### EXERCISE INSTRUCTIONS
• 1. Using the Shaw Gallery profile, explain why Jay chose to focus his gallery on glass art. Answer in one to three sentences.
• 2. Print the passage of the Shaw Gallery profile between "Stepping off Naples’" and "speaks to him.", inclusive.

### DOCUMENT SECTION

Stepping off Naples’ Fifth Avenue South and into Shaw Gallery is like stepping into another dimension. Light moves differently in this corner of the world, refracting through translucent obelisks and glinting off anthropomorphic sculptures in repose. At any moment, when owner Jay Shaw decides to push a button on a small remote, the lighting changes, transforming the space again.
The gallery is at once a repository of fine art, a playground and a classroom for Jay, an art novice-turned-gallerist. A list of university credentials does not follow his title; Jay’s keen eye evolved organically through family and conversations with living artists worldwide. His excitement and curiosity engender a spirit of investigation and necessitate him to create a space worthy of the work that speaks to him.
Jay’s grandparents built Shaw Gallery on Fifth Avenue in 1988 to display the work of his sculptor grandfather, Kenneth Shaw. Over the years, the space developed to include sculptures and paintings from renowned international artists. Meanwhile, Jay was living in California, periodically visiting his grandparents and marveling at the easy-going way of life people seemed to enjoy in Naples.
Ten years ago, at 21, the then-car salesman moved to Naples and started working with his grandmother, launching his experience-driven study of art. Jay remembers the first piece he purchased for his personal collection in his early years at Shaw. The painting depicted the bridge where he proposed to his wife, Marla, who co-owns the gallery with him. “I fell in love with the painting—the emotion it gave me,” Jay says. He saw the art through the eyes of a collector who buys for passion and connection, not simply investment potential.
A visit to the Imagine Museum, a trove of contemporary glass art a couple hours north in St. Petersburg, in 2020 opened his eyes to the wide-ranging marvels of modern-day glass art. “They had the most incredible collection of glass sculptures I had ever seen, at scales I didn’t even know were possible,” Jay says. When he saw the work of Dutch-born artist Peter Bremers—with its imposing abstract forms that catch and refract light with intention—the curator-in-training knew what he wanted to focus on. “I thought, ‘I want my gallery to look like this,’” he says.
That year, Jay purchased Shaw Gallery from his grandmother and dove head first into the world of glass, pulling on his family’s existing connections with glass artists Toland Sand and Richard Royal to entice other contemporary makers to work with him. Jay made cold calls to Chicago, the Netherlands, the Czech Republic and beyond, leaving earnest voicemails when his calls went unanswered. The strategy was a long shot, but it paid off.

### EXTRACTED DATA

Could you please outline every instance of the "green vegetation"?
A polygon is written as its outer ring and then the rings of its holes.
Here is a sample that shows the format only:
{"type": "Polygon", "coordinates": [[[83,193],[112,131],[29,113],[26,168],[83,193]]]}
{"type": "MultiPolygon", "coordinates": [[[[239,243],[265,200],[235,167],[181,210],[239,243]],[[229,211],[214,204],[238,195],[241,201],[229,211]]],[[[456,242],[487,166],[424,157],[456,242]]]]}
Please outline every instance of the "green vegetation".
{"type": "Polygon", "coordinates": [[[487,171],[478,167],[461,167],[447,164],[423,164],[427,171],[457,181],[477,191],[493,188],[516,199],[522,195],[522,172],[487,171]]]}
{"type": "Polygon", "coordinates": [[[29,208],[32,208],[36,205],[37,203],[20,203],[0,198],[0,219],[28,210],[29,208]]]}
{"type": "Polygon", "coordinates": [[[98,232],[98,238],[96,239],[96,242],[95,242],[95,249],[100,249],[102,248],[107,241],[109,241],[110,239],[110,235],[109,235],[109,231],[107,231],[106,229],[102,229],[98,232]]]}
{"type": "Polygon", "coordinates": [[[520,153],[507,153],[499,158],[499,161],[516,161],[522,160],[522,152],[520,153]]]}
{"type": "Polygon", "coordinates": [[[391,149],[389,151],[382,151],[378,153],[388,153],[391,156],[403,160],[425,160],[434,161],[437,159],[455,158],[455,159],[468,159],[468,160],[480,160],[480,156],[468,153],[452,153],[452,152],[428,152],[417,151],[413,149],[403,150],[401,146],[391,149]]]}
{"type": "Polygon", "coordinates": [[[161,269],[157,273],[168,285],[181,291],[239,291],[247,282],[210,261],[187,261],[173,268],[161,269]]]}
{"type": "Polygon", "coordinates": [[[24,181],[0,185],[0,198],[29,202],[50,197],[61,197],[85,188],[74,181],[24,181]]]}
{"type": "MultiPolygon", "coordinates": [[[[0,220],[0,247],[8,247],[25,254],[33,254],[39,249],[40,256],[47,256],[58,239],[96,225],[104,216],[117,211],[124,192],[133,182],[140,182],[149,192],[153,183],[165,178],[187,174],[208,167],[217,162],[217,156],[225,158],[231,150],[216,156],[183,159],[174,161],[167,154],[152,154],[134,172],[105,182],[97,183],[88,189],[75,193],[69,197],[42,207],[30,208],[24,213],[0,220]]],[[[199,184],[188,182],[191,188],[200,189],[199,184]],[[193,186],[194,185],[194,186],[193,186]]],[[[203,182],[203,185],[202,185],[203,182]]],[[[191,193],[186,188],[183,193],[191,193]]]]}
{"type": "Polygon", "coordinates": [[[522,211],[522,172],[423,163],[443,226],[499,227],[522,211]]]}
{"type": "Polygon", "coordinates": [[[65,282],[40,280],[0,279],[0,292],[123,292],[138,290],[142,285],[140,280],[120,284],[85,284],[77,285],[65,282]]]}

### ANSWERS PROVIDED
• 1. In 2020, Jay visited the Imagine Museum in St. Petersburg, whose collection showed him the wide range of modern-day glass art. There he saw the work of Dutch-born artist Peter Bremers, whose imposing abstract forms catch and refract light with intention. After seeing it, he knew he wanted to focus on glass and wanted his gallery to look like that museum.

• 2.
Stepping off Naples’ Fifth Avenue South and into Shaw Gallery is like stepping into another dimension. Light moves differently in this corner of the world, refracting through translucent obelisks and glinting off anthropomorphic sculptures in repose. At any moment, when owner Jay Shaw decides to push a button on a small remote, the lighting changes, transforming the space again.
The gallery is at once a repository of fine art, a playground and a classroom for Jay, an art novice-turned-gallerist. A list of university credentials does not follow his title; Jay’s keen eye evolved organically through family and conversations with living artists worldwide. His excitement and curiosity engender a spirit of investigation and necessitate him to create a space worthy of the work that speaks to him.